**** Extracted material
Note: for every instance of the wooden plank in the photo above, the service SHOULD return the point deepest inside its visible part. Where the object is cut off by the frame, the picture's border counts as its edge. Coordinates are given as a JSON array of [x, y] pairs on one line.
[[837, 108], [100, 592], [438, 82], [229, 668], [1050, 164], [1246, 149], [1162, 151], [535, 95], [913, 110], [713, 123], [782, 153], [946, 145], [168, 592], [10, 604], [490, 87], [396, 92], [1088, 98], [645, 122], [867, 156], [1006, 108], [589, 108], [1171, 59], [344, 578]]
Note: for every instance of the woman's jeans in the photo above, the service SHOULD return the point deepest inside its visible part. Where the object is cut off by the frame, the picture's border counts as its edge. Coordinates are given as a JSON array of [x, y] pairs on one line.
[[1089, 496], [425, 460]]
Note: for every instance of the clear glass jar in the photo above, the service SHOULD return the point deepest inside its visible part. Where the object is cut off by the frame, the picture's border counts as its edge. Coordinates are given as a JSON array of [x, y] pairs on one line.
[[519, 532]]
********
Your task - Copy out the records word for word, from the first line through the line containing "59], [344, 578]]", inclusive.

Written response -
Note: for every instance of the wooden plank in the photo above, the service SHOULD return the point deepest inside its visible part. Where the object is cut off by the frame, the picture's border counts as its edge. Coordinates are given as a JSON array of [x, y] pairs on one line.
[[837, 108], [100, 592], [438, 82], [229, 668], [1050, 164], [1246, 149], [1162, 151], [535, 95], [913, 110], [713, 123], [782, 153], [946, 145], [168, 592], [10, 604], [490, 87], [396, 92], [1088, 98], [645, 122], [867, 156], [1006, 108], [589, 108], [1171, 59], [344, 578]]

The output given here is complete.